▸ Data supplied:
——

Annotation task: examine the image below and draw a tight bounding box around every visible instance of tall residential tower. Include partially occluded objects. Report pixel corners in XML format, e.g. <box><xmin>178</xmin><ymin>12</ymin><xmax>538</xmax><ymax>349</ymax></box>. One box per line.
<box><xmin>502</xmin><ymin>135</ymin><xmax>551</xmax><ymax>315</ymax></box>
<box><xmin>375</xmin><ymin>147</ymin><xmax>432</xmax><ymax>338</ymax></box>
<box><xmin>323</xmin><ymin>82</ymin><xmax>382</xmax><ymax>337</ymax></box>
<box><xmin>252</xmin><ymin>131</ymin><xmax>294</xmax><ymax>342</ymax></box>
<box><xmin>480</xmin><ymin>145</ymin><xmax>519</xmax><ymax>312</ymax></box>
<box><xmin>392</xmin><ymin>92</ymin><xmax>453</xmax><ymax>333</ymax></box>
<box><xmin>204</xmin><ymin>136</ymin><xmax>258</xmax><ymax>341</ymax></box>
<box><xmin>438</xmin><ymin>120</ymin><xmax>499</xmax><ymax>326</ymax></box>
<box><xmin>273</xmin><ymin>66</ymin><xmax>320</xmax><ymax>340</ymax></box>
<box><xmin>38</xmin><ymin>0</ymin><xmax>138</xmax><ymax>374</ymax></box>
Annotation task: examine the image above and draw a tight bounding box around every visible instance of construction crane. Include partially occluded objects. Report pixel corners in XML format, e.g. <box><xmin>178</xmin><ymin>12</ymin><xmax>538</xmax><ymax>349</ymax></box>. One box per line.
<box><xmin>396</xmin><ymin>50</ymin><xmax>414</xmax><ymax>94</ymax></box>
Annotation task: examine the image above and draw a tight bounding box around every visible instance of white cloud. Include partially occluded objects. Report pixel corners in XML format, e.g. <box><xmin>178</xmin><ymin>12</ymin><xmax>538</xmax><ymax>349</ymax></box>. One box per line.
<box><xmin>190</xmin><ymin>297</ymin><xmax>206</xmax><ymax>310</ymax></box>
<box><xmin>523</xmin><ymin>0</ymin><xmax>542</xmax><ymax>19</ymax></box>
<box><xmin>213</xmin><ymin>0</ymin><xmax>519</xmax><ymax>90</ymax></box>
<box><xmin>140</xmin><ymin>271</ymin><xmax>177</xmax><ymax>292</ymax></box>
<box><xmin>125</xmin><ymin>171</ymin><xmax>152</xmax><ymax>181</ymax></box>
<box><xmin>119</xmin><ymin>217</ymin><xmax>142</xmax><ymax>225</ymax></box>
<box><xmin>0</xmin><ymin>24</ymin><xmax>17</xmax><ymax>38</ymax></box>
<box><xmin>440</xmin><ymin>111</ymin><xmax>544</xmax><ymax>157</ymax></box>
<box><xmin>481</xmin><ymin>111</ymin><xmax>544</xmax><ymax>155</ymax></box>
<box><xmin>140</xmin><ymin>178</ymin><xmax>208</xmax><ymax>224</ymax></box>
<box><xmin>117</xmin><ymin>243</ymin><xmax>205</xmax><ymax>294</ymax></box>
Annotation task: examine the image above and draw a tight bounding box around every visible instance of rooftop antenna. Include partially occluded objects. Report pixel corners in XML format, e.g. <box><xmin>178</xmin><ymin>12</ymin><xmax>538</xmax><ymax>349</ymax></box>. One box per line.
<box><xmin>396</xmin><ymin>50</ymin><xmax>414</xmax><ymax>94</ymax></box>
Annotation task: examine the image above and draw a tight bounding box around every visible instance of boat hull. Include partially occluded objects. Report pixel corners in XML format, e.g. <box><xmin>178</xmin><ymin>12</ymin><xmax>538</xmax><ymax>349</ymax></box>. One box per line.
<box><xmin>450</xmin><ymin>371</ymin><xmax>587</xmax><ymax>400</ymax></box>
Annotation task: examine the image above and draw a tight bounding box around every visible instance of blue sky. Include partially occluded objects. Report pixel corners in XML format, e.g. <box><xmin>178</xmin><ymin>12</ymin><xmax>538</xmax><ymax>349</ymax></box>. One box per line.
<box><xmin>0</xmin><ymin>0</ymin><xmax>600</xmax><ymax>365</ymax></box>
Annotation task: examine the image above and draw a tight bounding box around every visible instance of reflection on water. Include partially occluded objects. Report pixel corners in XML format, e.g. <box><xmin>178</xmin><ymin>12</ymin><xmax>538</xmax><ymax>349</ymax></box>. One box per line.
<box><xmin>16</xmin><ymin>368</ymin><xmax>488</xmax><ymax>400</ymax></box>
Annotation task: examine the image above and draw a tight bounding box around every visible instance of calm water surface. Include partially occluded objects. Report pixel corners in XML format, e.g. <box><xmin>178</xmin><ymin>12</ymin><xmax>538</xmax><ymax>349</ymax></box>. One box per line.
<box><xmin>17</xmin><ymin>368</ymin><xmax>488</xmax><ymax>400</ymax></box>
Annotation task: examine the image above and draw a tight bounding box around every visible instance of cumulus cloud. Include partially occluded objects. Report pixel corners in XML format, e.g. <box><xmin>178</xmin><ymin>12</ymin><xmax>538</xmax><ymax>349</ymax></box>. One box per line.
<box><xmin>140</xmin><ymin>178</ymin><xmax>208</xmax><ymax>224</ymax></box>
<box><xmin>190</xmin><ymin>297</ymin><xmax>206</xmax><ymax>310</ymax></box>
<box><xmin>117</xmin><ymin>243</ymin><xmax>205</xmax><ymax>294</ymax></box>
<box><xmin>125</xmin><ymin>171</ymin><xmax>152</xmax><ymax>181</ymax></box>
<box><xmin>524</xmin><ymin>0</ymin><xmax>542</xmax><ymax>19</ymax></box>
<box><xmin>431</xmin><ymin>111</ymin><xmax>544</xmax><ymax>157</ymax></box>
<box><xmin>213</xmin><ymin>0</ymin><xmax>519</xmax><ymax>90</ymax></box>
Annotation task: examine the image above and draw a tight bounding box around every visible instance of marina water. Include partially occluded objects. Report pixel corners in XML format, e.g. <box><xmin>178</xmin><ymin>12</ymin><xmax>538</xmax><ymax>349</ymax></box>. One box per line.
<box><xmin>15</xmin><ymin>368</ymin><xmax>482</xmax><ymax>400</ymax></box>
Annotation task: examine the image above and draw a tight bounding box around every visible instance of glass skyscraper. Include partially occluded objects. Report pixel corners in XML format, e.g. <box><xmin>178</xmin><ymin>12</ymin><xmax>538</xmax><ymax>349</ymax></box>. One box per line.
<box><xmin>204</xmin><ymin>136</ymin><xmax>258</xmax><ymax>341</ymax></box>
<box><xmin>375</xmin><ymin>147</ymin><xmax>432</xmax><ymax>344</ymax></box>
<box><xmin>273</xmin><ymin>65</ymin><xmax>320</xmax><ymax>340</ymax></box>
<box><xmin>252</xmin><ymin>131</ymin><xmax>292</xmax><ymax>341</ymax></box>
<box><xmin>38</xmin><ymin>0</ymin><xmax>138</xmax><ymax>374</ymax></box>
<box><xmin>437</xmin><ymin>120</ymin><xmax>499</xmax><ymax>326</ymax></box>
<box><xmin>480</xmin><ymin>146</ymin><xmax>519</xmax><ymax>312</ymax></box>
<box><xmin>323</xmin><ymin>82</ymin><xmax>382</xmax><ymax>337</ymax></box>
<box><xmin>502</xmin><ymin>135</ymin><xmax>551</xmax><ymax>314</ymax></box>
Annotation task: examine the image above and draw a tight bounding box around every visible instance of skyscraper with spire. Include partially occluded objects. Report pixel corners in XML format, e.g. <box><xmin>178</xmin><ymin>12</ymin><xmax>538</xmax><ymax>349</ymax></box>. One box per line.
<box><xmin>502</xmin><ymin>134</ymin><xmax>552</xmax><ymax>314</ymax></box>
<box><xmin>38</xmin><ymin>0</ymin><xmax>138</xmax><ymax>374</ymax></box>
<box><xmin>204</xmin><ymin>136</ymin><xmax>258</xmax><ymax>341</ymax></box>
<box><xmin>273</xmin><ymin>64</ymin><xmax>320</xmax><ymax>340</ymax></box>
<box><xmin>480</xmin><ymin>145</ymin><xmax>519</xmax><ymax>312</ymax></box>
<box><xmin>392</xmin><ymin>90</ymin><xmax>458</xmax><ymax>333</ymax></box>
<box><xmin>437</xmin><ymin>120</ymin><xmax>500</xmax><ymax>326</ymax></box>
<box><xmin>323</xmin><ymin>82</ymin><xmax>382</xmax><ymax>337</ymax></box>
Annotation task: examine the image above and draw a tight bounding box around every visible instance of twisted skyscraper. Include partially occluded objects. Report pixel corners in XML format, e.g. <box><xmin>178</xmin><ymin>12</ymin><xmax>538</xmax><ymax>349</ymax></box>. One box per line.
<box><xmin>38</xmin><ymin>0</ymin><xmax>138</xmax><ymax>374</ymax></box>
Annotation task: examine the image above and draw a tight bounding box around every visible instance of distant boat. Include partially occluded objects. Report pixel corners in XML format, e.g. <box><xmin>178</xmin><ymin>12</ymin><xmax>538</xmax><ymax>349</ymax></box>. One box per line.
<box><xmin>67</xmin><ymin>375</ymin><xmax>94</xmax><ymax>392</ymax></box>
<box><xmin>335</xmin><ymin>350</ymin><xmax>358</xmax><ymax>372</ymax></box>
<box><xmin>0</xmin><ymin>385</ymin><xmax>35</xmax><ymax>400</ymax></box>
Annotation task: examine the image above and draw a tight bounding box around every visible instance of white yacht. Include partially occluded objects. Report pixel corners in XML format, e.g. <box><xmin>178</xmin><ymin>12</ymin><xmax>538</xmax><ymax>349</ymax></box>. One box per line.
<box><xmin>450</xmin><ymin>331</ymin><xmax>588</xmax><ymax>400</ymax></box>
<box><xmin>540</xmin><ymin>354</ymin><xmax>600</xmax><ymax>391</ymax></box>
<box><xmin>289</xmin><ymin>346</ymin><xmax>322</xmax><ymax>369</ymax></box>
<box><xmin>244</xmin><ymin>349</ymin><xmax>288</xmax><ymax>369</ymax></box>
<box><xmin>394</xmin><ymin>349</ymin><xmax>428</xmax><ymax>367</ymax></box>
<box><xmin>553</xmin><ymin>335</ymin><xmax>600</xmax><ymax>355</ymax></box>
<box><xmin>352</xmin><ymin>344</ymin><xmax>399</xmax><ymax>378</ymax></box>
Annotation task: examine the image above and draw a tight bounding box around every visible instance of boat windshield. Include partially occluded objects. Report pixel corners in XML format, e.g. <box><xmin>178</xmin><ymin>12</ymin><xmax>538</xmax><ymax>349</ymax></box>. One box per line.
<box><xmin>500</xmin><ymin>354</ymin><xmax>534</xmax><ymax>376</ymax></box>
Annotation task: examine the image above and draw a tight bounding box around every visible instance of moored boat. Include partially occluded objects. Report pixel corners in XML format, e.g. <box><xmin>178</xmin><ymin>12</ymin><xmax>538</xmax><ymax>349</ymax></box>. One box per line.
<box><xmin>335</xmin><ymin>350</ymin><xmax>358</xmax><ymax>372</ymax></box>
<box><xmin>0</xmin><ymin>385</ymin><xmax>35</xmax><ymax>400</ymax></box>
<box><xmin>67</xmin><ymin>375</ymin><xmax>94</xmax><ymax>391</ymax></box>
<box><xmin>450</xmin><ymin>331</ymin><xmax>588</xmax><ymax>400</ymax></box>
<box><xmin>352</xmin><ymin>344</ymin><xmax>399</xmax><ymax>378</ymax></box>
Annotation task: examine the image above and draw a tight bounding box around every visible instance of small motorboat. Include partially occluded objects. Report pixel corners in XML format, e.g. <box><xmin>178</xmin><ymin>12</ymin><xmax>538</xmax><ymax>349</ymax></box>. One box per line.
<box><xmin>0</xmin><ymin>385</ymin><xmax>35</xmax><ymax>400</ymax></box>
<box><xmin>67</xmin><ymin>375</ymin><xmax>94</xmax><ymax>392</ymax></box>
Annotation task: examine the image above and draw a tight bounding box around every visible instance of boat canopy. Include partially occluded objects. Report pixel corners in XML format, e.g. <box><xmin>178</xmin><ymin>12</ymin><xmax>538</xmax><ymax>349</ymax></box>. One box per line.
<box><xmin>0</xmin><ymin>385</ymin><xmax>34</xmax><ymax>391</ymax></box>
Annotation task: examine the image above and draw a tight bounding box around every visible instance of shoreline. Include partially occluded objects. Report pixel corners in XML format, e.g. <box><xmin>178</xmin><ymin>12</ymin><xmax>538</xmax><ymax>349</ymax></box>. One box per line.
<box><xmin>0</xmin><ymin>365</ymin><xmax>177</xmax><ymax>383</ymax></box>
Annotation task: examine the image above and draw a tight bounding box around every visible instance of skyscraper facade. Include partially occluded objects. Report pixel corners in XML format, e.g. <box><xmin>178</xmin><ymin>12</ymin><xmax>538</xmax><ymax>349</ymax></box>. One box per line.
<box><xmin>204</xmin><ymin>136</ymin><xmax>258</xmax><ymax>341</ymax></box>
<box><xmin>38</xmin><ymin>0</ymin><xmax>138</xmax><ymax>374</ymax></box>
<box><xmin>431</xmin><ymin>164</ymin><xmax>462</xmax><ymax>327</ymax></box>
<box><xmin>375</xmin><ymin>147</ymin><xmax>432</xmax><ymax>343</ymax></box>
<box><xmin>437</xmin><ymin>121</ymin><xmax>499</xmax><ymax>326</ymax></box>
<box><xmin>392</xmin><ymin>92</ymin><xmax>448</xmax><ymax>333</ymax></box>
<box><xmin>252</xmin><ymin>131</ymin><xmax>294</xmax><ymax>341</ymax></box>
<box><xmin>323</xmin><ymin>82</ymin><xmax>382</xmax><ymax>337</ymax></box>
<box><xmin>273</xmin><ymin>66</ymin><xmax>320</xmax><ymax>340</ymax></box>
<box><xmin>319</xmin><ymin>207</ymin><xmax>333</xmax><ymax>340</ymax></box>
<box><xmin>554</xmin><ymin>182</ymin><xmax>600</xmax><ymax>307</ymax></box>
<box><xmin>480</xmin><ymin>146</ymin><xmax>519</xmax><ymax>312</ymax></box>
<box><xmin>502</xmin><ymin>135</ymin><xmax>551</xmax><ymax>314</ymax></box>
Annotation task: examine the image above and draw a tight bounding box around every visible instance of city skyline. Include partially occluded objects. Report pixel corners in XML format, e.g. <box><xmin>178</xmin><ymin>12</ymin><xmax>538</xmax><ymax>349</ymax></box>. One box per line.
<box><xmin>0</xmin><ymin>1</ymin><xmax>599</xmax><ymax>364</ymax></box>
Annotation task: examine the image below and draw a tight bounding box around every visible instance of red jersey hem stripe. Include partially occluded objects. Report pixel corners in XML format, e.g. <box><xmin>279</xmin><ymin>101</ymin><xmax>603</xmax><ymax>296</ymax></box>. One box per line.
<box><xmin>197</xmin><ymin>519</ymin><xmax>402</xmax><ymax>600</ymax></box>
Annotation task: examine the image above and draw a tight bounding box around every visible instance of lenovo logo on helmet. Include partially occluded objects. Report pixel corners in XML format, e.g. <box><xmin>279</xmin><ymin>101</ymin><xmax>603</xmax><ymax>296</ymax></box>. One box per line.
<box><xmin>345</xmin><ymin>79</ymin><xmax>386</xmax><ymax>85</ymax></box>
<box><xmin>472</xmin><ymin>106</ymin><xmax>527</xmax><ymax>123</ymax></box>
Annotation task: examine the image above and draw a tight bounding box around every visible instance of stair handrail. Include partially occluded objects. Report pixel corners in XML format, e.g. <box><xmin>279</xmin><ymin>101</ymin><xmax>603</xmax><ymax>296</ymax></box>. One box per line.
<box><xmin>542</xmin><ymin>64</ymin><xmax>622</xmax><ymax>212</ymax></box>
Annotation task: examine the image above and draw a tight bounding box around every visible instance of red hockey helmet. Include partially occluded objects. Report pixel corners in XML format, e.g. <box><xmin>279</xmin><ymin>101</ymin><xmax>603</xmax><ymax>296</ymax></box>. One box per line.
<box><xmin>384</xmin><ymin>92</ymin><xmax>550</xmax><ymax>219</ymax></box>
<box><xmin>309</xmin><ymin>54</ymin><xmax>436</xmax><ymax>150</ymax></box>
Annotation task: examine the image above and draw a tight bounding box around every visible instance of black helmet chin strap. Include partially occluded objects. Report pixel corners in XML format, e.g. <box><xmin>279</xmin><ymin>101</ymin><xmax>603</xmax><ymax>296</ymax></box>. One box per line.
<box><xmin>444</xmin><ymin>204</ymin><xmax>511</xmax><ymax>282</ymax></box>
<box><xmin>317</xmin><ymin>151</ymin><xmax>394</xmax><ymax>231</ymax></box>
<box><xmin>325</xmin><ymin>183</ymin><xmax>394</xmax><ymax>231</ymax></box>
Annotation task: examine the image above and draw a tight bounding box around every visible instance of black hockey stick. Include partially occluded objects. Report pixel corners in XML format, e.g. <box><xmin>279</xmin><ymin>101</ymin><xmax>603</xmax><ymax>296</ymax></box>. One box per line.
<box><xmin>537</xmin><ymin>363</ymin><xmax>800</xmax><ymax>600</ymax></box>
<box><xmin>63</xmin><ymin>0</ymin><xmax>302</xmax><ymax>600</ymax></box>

——

▸ Work to be completed: Which of the rows above contain the word "black"? Copy out each of those rows in full.

▸ Final result:
Annotation task: examine the image above and draw a tight bounding box around every visible instance of black helmet chin strap. Include partially occluded objects. Report pixel corners in XML format, e.g. <box><xmin>279</xmin><ymin>101</ymin><xmax>603</xmax><ymax>296</ymax></box>. One box per line.
Annotation task: examine the image above and draw a tight bounding box around every visible instance of black hockey stick. Include partially occluded objects. Report pixel corners in XML format, e.g. <box><xmin>279</xmin><ymin>101</ymin><xmax>603</xmax><ymax>296</ymax></box>. One box per line.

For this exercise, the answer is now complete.